• Task: Can you give the lines of the listing below as a numbered list, starting with the line that contains "girl's arm, imagine" and running through the end of the listing, both ends included and blank lines omitted?

- - - - -

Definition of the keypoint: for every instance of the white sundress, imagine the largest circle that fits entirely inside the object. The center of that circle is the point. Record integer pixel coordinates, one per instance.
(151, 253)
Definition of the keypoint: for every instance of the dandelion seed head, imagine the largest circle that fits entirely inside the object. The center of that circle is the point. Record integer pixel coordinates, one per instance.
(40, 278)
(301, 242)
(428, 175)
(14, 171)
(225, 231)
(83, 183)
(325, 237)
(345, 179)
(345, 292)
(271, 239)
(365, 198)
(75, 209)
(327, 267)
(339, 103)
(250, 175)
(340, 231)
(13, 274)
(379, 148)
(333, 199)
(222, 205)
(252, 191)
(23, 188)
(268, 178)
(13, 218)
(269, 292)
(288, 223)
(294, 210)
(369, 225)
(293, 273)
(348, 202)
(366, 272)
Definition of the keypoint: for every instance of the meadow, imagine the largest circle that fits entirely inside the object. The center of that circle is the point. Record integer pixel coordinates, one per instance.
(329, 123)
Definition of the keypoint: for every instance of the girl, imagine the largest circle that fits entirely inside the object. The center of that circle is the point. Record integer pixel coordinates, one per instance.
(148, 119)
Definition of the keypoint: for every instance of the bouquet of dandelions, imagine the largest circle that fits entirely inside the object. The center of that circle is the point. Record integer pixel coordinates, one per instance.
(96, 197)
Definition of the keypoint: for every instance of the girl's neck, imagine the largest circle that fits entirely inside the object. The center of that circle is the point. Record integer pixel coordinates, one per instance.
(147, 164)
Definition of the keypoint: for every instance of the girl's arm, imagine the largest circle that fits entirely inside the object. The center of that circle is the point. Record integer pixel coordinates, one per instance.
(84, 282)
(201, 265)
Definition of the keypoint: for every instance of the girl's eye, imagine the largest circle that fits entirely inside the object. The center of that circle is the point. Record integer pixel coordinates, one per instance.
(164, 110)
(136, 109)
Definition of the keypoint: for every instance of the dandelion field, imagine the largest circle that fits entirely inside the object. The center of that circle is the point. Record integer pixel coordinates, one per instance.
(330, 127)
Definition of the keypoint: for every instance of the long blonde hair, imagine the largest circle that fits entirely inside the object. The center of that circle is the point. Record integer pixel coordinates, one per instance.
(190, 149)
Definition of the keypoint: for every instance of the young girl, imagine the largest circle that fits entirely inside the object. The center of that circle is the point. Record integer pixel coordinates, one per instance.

- - - - -

• Output for this exercise:
1. Definition of the keypoint: for every instance of the girl's arm, imagine the largest circle that fits entirely inside the object. The center of that circle is the point. Record integer pixel coordinates, one per instance.
2. (84, 282)
3. (201, 265)
4. Definition of the keypoint: for every instance of the girl's eye, imagine the largest circle that fits entirely inside the object. The center of that circle is the point. Record integer pixel coordinates, one per instance.
5. (164, 110)
6. (136, 109)
7. Definition of the keypoint: for every instance of the dandelion field, imagine the largest circle that fits entirely inside the object. The center of that circle is the point. Record integer pixel coordinates, one per instance.
8. (330, 127)
9. Definition of the keypoint: for every instance of the long blonde hair, imagine the largest circle that fits entirely inside the object. The center of that circle is the point. Record integer pixel coordinates, one per instance.
10. (190, 149)
11. Definition of the keypoint: for every instance of the young girl, imagine the largest circle that fits entirely inside the object. The center of that circle is the point. Record integer pixel coordinates, one per instance.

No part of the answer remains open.